» **WRITTEN EXERCISE A**:
Count the lines in the records that contain the word "mountain". Give only the number.

» **PROVIDED PASSAGE**:
---+---

Never got that reply of yours. Alexei's email arrived a few hours
after I've already replied to you. It was a time warp anomaly :)

>
> On 9/20/21 1:58 PM, Andrii Nakryiko wrote:
>
> > On Fri, Sep 17, 2021 at 6:08 PM Alexei Starovoitov
> > <alexei.starovoitov@xxxxxxxxx> wrote:
> >> On Mon, Sep 13, 2021 at 09:04:30PM -0700, Joanne Koong wrote:
> >>> +
> >>> +/* For bloom filter maps, the next 4 bits represent how many hashes to use.
> >>> + * The maximum number of hash functions supported is 15. If this is not set,
> >>> + * the default number of hash functions used will be 5.
> >>> + */
> >>> +     BPF_F_BLOOM_FILTER_HASH_BIT_1 = (1U << 13),
> >>> +     BPF_F_BLOOM_FILTER_HASH_BIT_2 = (1U << 14),
> >>> +     BPF_F_BLOOM_FILTER_HASH_BIT_3 = (1U << 15),
> >>> +     BPF_F_BLOOM_FILTER_HASH_BIT_4 = (1U << 16),
> >> The bit selection is unintuitive.
> >> Since key_size has to be zero may be used that instead to indicate the number of hash
> >> functions in the rare case when 5 is not good enough?
> > Hm... I was initially thinking about proposing something like that,
> > but it felt a bit ugly at the time. But now thinking about this a bit
> > more, I think this would be a bit more meaningful if we change the
> > terminology a bit. Instead of saying that Bloom filter has values and
> > no keys, we actually have keys and no values. So all those bytes that
> > are hashed are treated as keys (which is actually how sets are
> > implemented on top of maps, where you have keys and no values, or at
> > least the value is always true).
> >
> > So with that we'll have key/key_size to specify number of bytes that
> > needs to be hashed (and it's type info). And then we can squint a bit
> > and say that number of hashes are specified by value_size, as in
> > values are those nr_hash bits that we set in Bloom filter.
> >
> > Still a bit of terminology stretch, but won't necessitate those
> > specialized fields just for Bloom filter map. But if default value is
> > going to be good enough for most cases and most cases won't need to
> > adjust number of hashes, this seems to be pretty clean to me.
>
> With having bloom filter map keys instead of values,  I think this would
> lead to messier code in the kernel for handling map_lookup_elem
> and map_update_elem calls, due to the fact that the bloom filter map
> is a non-associative map and the current APIs for non-associative map types
> (peek_elem/push_elem/pop_elem) all have the map data as the value and
> not the key.
>
> For example, for map_update_elem, the API from the eBPF program side is
>
> int (*map_update_elem)(struct bpf_map *map, void *key, void *value, u64
> flags);
>
> This would require us to either
>
> a) Add some custom logic in syscall.c so that we bypass the
> copy_from_bpfptr call on
> bloom filter map values (necessary because memcpying 0 bytes still
> requires the src pointer
> to be valid), which would allow us to pass in a NULL value
>
> b) Add a new function like
>
> int (*map_push_key)(struct bpf_map *map, void *key, u64 flags)
>
> that eBPF programs can call instead of map_update_elem.
>
> or
>
> c) Try to repurpose the existing map_push_elem API by passing in the key
> instead of the value,
> which would lead to inconsistent use of the API
>
> I think if we could change the non-associative map types (currently only
> stack maps and queue
> maps, I believe) to have their data be a key instead of a value, and
> have the pop/peek APIs use
> keys instead of values, then this would be cleaner, since we could then
> just use the existing peek/pop
> APIs.

---+---

» **SUPPLIED DATA**:
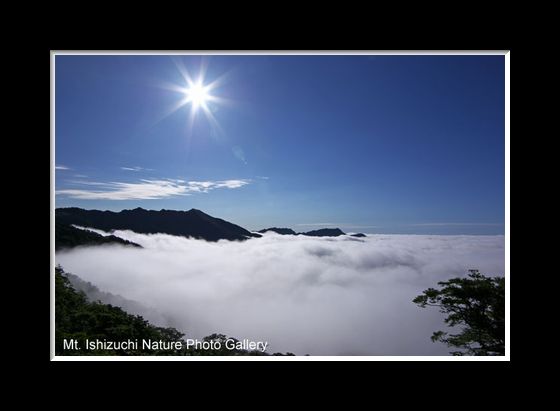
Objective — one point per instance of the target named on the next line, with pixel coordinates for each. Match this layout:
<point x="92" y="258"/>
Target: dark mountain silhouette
<point x="325" y="232"/>
<point x="192" y="223"/>
<point x="283" y="231"/>
<point x="67" y="236"/>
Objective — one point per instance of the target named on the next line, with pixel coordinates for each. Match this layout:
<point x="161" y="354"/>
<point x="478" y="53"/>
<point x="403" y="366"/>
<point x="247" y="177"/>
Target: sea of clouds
<point x="307" y="295"/>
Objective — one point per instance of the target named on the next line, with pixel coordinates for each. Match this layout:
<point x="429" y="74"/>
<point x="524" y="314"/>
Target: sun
<point x="198" y="95"/>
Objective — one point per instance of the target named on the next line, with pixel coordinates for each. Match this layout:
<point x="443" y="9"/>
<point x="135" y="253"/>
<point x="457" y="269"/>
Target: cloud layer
<point x="146" y="189"/>
<point x="307" y="295"/>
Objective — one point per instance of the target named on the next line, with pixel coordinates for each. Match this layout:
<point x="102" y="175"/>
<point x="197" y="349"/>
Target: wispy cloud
<point x="146" y="189"/>
<point x="206" y="186"/>
<point x="136" y="169"/>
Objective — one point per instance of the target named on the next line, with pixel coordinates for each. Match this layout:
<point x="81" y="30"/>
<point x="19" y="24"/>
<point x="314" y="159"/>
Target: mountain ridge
<point x="192" y="223"/>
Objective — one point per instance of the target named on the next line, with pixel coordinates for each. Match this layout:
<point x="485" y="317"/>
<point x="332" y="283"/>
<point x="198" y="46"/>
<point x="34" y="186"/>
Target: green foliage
<point x="475" y="303"/>
<point x="76" y="318"/>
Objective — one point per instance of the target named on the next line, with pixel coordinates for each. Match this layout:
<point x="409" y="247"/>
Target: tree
<point x="477" y="303"/>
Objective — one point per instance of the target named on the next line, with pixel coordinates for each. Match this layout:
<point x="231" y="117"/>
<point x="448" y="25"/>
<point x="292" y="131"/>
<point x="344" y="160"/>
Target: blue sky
<point x="378" y="144"/>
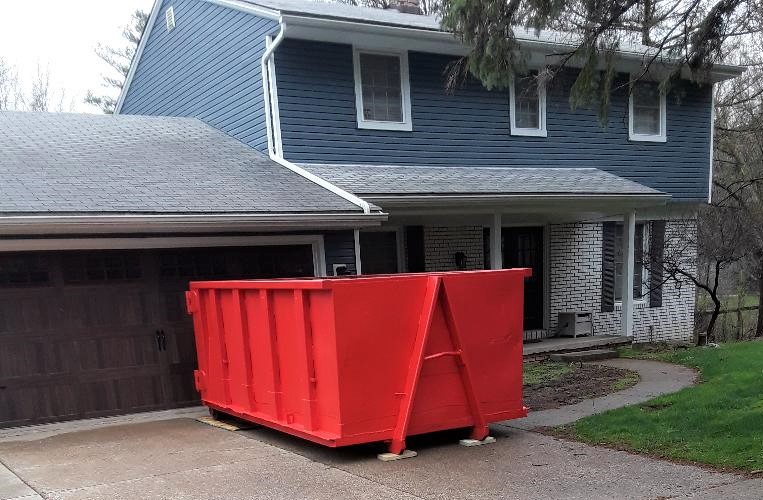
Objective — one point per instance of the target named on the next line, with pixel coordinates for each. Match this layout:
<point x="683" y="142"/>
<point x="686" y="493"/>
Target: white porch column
<point x="356" y="234"/>
<point x="629" y="237"/>
<point x="496" y="255"/>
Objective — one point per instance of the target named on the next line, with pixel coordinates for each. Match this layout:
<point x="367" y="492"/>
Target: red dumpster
<point x="356" y="360"/>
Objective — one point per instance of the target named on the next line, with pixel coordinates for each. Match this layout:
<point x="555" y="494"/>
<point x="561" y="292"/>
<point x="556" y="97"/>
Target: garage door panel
<point x="26" y="313"/>
<point x="89" y="334"/>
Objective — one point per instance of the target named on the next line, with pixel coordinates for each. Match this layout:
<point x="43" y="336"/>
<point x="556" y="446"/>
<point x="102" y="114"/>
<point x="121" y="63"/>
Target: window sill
<point x="529" y="132"/>
<point x="637" y="304"/>
<point x="371" y="125"/>
<point x="647" y="138"/>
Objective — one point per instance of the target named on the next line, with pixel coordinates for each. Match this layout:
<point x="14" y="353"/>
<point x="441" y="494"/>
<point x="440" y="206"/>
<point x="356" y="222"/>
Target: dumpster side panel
<point x="270" y="356"/>
<point x="488" y="313"/>
<point x="374" y="322"/>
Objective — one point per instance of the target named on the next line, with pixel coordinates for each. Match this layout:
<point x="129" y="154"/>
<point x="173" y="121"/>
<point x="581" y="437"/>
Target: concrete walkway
<point x="182" y="459"/>
<point x="656" y="378"/>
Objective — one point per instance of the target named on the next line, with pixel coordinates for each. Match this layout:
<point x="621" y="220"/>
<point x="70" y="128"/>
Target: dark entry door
<point x="88" y="334"/>
<point x="523" y="247"/>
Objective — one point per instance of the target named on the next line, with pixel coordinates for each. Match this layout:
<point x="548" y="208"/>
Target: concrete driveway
<point x="181" y="458"/>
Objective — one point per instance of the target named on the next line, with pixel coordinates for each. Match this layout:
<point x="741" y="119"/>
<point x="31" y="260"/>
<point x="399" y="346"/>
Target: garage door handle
<point x="161" y="340"/>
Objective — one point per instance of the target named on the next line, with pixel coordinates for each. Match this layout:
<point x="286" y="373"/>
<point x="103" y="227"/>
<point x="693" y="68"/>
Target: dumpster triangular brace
<point x="435" y="294"/>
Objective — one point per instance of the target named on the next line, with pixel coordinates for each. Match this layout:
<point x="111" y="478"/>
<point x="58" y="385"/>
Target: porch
<point x="547" y="219"/>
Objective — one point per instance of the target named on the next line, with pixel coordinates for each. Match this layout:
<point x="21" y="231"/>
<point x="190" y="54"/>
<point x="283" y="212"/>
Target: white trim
<point x="535" y="132"/>
<point x="249" y="8"/>
<point x="358" y="258"/>
<point x="138" y="53"/>
<point x="712" y="140"/>
<point x="266" y="63"/>
<point x="275" y="113"/>
<point x="61" y="244"/>
<point x="629" y="233"/>
<point x="347" y="31"/>
<point x="405" y="92"/>
<point x="110" y="224"/>
<point x="496" y="237"/>
<point x="662" y="136"/>
<point x="169" y="17"/>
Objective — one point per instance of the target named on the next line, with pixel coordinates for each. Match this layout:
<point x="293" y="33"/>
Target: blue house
<point x="266" y="138"/>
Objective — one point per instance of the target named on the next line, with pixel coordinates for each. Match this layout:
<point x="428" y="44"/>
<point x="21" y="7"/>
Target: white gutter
<point x="274" y="151"/>
<point x="156" y="223"/>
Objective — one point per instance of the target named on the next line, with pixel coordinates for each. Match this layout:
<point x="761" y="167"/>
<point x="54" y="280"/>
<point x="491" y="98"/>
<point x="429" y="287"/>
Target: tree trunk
<point x="713" y="319"/>
<point x="759" y="326"/>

---+---

» **WRITTEN EXERCISE B**:
Answer these questions about the bloom filter map discussion above:
(i) According to the code comment, what is the maximum number of hash functions supported?
(ii) Which field does Alexei propose using to indicate the number of hash functions?
(iii) Which map types does the final writer name as the current non-associative map types?

» **COMPLETE ANSWER A**:
2

» **COMPLETE ANSWER B**:
(i) 15
(ii) key_size
(iii) Stack maps and queue maps